Within the records, which lines hold the string "above"? Report each one by copying it.

-- Opening Marker --

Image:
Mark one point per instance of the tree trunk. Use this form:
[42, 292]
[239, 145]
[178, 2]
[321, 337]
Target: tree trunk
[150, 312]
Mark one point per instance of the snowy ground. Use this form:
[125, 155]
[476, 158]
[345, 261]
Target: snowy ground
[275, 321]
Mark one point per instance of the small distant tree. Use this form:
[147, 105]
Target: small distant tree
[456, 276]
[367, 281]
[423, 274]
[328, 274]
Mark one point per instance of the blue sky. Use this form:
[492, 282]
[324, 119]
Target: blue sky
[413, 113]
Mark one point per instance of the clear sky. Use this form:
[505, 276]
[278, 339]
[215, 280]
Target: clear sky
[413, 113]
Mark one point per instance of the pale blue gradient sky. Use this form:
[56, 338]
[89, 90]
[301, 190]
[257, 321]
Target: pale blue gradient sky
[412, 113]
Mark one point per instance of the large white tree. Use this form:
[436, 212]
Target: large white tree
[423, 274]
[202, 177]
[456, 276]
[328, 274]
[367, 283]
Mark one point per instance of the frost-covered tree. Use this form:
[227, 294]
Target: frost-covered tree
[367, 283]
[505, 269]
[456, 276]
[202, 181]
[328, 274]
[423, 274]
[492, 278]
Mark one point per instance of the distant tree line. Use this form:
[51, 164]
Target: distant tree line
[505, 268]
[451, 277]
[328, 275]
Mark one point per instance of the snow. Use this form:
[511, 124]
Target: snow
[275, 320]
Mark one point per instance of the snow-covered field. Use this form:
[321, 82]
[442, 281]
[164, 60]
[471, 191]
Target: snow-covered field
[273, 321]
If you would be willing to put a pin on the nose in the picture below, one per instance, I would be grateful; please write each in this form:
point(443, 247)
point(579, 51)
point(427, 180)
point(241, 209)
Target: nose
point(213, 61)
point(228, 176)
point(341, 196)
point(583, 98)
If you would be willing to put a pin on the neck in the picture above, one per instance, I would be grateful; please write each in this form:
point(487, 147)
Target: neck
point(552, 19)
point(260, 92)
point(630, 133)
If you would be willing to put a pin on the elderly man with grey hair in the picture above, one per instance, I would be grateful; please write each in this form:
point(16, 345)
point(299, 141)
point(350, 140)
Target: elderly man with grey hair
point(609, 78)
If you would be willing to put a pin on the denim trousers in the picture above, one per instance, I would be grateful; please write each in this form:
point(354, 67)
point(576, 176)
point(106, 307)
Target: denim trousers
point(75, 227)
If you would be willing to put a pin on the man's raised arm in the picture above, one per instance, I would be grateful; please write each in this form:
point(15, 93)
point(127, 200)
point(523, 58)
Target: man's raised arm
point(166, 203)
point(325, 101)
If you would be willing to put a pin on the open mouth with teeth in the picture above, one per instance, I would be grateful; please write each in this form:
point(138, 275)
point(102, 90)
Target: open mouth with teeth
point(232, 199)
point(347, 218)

-- Closing Marker --

- Exercise response
If you would be willing to put a pin on the neck in the picture above, one per instance, I would be grateful; please write each in this form:
If you would be willing to put a pin on the elderly man with grey hair in the picture above, one per instance, I would be grateful; please write each in this form:
If you would be willing to put a pin on the denim trousers in the picture above, one per instance, I would be grateful; please write each in this form:
If you would be willing to put a pin on the man's raised arm in the picture above, one per instance, I would be grateful; please write each in this form:
If you would be willing to put a pin on the open mouth with teeth in the picture above, one per instance, I would be grateful; please write each in this form:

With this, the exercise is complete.